» **Tugas yang Dikerjakan**:
• A. Berdasarkan teks tentang tabarruk, jelaskan mengapa Ummu Sulaim ra memotong mulut Qirbah lalu menyimpannya dianggap sebagai bentuk tabarruk. Jawab dalam satu sampai tiga kalimat.
• B. Kutip bagian teks tentang tabarruk yang dimulai dengan "Imam Ahmad bin Hambal dan" dan berlanjut sampai "bin Malik ra.".

» **Kutipan untuk Dibaca**:

● ● ● ● ● ● ●

Tampilkan postingan dengan label Tabarruk. Tampilkan semua postingan
Tampilkan postingan dengan label Tabarruk. Tampilkan semua postingan

Jumat, 19 Juli 2013

PYPD - 36. BERTABRRUK DENGAN BENDA PETILASAN ROSULULLOH SAW *)



Oleh Sayyid Muhammad Alawi Al-Maliki


1.   BERTABARRUK DENGAN TEMPAT YANG DIPAKAI SHALAT RASULULLAH SAW

Riwayat dari Nafi’, bahwa Ibnu Umar pernah menuturkan, bahwa Rasulullah saw pernah melakukan shalat di suatu masjid kecil, bukan masjid yang berada di Syaraf ar-Rauha. Kepada Nafi’, Ibnu Umar berkata : “Masjid itu bisa kamu lihat, tepatnya di sebelah kananmu sewaktu kamu berdiri hendak shalat. Jarak antara masjid itu dengan masjid yang besar kurang lebih sejauh lemparan batu”. (HR Bukhary)


2.   BERTABARRUK DENGAN WADAH YANG TERSENTUH MULUT  RASULULLAH SAW

Imam Ahmad bin Hambal dan selainnya meriwayatkan hadis dari Anas bin Malik ra, bahwa Rasulullah saw pernah mengunjungi rumah Ummu Sulaim, ibunya. Di rumah itu tergantung Qirbah, wadah air dari kulit kambing. Beliau saw pernah minum air dari mulut Qirbah tersebut. Selanjutnya beliau saw tidur. “Ibuku, Ummu Sulaim ra, memotong mulut Qirbah, sementara Rasulullah saw masih berada di rumah kami”, cerita Anas bin Malik ra.

Pelajaran yang dapat kita ambil dari kisah di atas adalah bahwa Ummu Sulaim ra memotong mulut Qirbah yang pernah tersentuh mulut Rasulullah saw, lalu disimpannya secara baik di rumahnya, merupakan bentuk Tabarruk pada benda bekas peninggalan Rasulullah saw.

Hadis di atas diriwayatkan oleh At-Thabrany. Didalamnya terdapat seorang rawi yang bernama Al-Barra’ bin Zaid, dimana Abdul Karim Al-Jauzy meriwayatkan hadis dari dia seorang. Imam Ahmad bin Hambal tidak memandangnya sebagai hadis Dha’if. Sementara para perawi lainnya adalah perawi hadis shahih.

● ● ● ● ● ● ●

» **Catatan yang Disediakan**:
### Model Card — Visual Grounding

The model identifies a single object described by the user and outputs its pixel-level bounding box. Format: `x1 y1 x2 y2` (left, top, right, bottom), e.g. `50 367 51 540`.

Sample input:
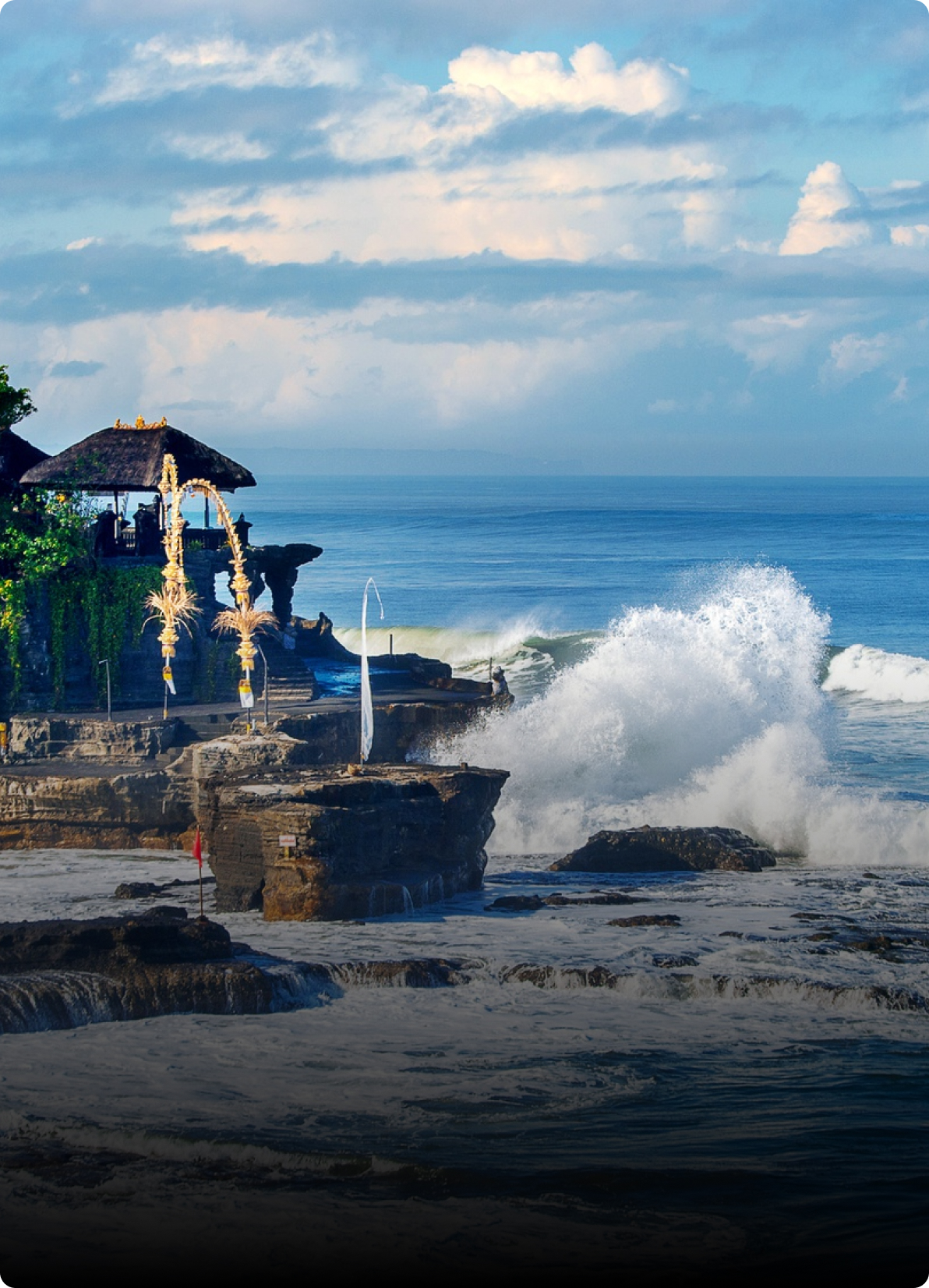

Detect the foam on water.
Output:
334 617 602 698
441 565 929 864
822 644 929 703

● ● ● ● ● ● ●

» **Jawaban Latihan Ini**:
• A. Mulut Qirbah itu pernah tersentuh mulut Rasulullah saw ketika beliau minum air darinya, sehingga menjadi benda bekas peninggalan beliau. Karena itu, tindakan Ummu Sulaim ra memotongnya lalu menyimpannya dengan baik di rumahnya merupakan tabarruk pada benda bekas peninggalan Rasulullah saw.

• B.
Imam Ahmad bin Hambal dan selainnya meriwayatkan hadis dari Anas bin Malik ra, bahwa Rasulullah saw pernah mengunjungi rumah Ummu Sulaim, ibunya. Di rumah itu tergantung Qirbah, wadah air dari kulit kambing. Beliau saw pernah minum air dari mulut Qirbah tersebut. Selanjutnya beliau saw tidur. “Ibuku, Ummu Sulaim ra, memotong mulut Qirbah, sementara Rasulullah saw masih berada di rumah kami”, cerita Anas bin Malik ra.